Task to complete – Pull out every line in the rows below that contains the word "tree", and copy each one in full.

::: Recorded information

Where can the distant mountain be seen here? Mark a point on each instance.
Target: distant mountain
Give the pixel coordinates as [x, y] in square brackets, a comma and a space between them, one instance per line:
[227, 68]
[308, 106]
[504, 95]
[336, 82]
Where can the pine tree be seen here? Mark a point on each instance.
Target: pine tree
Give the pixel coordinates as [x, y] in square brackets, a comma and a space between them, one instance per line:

::::::
::: Recorded information

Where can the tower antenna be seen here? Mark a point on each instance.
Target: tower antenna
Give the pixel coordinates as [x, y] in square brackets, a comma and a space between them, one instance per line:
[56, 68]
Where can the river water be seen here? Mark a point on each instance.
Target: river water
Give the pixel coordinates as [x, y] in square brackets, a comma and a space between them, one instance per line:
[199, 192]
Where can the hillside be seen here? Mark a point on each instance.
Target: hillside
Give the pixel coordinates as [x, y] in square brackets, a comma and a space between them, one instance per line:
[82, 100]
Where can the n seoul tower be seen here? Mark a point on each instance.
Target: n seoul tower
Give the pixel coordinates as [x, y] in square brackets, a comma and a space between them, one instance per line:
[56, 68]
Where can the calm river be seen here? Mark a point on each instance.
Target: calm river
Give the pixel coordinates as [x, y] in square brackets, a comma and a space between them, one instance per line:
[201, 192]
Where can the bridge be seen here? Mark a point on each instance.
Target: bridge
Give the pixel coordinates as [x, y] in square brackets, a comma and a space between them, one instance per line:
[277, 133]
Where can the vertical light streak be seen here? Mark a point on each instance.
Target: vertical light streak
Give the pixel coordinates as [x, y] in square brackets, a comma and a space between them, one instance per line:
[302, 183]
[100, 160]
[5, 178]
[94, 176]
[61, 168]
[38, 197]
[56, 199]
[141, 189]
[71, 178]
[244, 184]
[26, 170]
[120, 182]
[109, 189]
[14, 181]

::::::
::: Recorded information

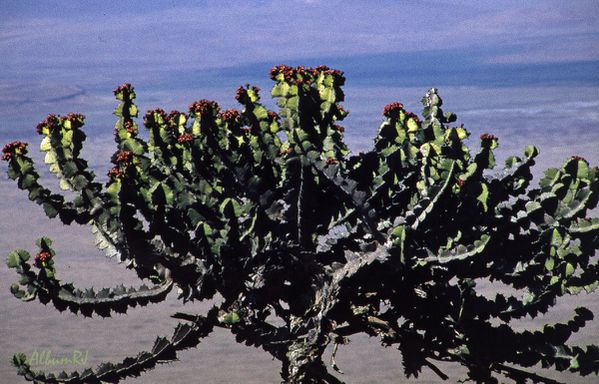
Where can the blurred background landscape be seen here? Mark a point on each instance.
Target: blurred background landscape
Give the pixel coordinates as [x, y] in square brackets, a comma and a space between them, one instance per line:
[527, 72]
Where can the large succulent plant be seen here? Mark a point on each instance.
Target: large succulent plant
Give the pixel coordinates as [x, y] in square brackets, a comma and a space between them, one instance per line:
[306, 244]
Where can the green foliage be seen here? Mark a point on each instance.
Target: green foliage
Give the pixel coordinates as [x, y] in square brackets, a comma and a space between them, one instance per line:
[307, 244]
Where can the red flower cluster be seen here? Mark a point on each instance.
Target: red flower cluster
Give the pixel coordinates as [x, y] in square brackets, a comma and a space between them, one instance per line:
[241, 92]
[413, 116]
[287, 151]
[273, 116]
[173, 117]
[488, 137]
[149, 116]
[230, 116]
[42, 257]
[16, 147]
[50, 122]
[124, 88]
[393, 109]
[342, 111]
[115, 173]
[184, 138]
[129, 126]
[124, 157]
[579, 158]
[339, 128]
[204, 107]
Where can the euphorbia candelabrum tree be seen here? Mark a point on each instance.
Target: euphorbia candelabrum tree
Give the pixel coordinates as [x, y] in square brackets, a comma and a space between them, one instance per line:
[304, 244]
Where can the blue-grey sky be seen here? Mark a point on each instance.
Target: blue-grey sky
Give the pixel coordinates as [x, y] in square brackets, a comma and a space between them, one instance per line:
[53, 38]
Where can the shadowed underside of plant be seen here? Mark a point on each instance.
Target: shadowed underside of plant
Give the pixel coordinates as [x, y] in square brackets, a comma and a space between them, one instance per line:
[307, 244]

::::::

Answer to this problem –
Where can the pine tree be seen here? Mark a point on each instance.
Target: pine tree
Where can the euphorbia candelabrum tree be seen here? Mark a point on each instance.
Target: euphorbia candelabrum tree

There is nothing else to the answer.